**Text extract:**

= = = =

The Gadsden Times on Mercedes-Benz announcing $1 billion for its plant in Vance:

There's something about the word "billion" that grabs your attention. People practically levitate when lottery jackpots get high, but there's only been one in U.S. history that made it to 10 digits ($1.6 billion Powerball on Jan. 13, 2016).

That's why the announcement that Mercedes-Benz will sink another $1 billion into its manufacturing plant in Vance, near Tuscaloosa, was such big news (and definitely ramped up the plant's 20th birthday celebration).

Mercedes-Benz plans to manufacture SUVs for its EQ electric vehicle line at the plant, in addition to the GLE, GLE Coupe and GLS SUVs and C-Class sedans currently made there. Company officials say the target date for production is the start of the next decade.

Next year, the company will begin construction on a million-square-foot battery plant — its first in the U.S., joining plants in China and Germany — near the Vance facility. It should begin production by 2020.

We can hear the snickers from the internal combustion die-hards who'll put down the gasoline nozzle "when it's pried from my cold ... ." (We don't have to finish it; you get the point.)

We'll note that Mercedes-Benz is playing the long game here, not thinking about the U.S. per se but about international markets, such as China which is about to ban fossil-fueled vehicles, which at present are more receptive to electric vehicles.

We'll also note that electric vehicle sales in the U.S. are showing a 40 percent annual growth rate, according to data from the Union of Concerned Scientists, which projects they could make up 20 percent of the total U.S. market within eight years. It's the future, folks.

There's more: Mercedes-Benz on Sept. 22 broke ground on a Global Logistics Center (which will supply assembly plants with car kits) and an after-sales North American hub (which will provide spare parts for foreign markets) about 5 miles from the plant in Bibb County.

= = = =

**Problem 1:** In the piece on the Mercedes-Benz plant, what will the Global Logistics Center supply to assembly plants?
**Problem 2:** Please repeat the piece on the Mercedes-Benz plant from "There's something about" up to and including "Jan. 13, 2016).".
The data after this point isn't needed for anything here.

= = = =

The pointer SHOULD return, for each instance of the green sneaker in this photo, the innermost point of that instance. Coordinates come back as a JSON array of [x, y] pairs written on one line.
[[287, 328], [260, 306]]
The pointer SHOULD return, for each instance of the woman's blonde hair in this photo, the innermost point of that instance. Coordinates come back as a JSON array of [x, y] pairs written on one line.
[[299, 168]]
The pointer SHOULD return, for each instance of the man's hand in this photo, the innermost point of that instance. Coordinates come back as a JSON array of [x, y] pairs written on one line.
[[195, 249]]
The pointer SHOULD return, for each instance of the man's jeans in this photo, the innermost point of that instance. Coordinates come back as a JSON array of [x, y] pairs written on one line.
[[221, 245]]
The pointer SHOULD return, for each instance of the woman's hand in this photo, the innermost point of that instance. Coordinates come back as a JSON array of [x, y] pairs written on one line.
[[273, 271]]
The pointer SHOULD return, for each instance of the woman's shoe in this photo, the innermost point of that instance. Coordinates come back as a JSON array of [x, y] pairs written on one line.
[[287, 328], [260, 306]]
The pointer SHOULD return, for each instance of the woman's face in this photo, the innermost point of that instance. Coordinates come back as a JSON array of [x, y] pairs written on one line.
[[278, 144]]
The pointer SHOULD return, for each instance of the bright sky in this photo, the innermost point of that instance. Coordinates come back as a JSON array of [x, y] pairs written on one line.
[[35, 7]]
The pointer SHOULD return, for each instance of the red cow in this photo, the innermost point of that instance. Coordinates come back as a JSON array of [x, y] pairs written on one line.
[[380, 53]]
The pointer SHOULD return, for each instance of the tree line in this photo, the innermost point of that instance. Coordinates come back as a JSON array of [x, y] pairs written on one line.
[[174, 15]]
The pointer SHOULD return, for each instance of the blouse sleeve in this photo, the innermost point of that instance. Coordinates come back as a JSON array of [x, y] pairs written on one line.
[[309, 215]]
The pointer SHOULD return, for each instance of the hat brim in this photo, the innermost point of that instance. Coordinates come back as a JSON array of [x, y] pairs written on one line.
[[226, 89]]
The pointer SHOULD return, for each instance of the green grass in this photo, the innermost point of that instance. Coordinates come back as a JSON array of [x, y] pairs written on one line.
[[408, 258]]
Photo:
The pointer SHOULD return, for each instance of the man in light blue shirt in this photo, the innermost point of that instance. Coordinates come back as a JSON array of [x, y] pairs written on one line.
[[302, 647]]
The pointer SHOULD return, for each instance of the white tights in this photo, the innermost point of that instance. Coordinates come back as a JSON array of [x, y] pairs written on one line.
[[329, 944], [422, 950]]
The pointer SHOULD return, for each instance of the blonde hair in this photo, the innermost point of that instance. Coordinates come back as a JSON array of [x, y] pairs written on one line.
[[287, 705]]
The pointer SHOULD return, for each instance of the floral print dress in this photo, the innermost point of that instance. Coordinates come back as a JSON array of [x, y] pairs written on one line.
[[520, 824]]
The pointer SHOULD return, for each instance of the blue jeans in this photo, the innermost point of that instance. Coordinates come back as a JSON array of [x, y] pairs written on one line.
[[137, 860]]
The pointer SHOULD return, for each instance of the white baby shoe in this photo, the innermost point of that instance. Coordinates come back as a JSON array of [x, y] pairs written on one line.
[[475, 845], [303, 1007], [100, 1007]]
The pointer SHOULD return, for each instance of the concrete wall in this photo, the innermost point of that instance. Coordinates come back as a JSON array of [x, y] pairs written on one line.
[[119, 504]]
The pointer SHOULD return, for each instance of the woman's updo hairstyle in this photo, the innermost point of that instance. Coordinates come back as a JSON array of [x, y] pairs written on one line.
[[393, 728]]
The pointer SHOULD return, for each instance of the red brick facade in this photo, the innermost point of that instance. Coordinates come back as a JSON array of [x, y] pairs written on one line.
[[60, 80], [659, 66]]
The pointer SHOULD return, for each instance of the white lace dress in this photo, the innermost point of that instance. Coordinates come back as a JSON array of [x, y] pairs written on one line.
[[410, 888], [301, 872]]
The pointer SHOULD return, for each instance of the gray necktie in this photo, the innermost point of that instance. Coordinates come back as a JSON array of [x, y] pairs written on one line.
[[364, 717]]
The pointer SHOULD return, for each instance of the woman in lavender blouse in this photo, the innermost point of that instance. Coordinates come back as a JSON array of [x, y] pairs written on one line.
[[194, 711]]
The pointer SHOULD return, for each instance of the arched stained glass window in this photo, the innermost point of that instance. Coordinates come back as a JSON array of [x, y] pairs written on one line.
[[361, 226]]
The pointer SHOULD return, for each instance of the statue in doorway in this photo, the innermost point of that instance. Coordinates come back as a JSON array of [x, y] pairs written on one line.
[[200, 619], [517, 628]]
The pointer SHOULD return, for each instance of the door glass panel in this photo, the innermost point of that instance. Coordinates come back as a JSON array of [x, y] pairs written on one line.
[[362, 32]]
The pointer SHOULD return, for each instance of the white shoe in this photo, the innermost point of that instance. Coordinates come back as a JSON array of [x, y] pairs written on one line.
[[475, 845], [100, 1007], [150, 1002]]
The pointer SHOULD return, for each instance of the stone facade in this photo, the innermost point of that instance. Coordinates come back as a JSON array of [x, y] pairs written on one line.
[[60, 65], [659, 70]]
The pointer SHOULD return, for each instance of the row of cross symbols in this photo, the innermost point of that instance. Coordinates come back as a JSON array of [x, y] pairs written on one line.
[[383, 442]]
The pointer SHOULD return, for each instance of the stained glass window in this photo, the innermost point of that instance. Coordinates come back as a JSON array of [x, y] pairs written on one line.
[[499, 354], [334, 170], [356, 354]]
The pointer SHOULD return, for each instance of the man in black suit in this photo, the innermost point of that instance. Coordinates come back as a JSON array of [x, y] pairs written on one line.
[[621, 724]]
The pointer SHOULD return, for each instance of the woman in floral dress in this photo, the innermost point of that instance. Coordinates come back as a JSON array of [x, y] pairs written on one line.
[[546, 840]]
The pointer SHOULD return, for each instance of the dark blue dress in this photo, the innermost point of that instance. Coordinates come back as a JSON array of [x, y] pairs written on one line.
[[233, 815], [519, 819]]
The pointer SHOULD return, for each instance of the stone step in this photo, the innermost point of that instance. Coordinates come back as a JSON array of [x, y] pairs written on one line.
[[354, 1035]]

= = = =

**Complete output 1:** Car kits.

**Complete output 2:**
There's something about the word "billion" that grabs your attention. People practically levitate when lottery jackpots get high, but there's only been one in U.S. history that made it to 10 digits ($1.6 billion Powerball on Jan. 13, 2016).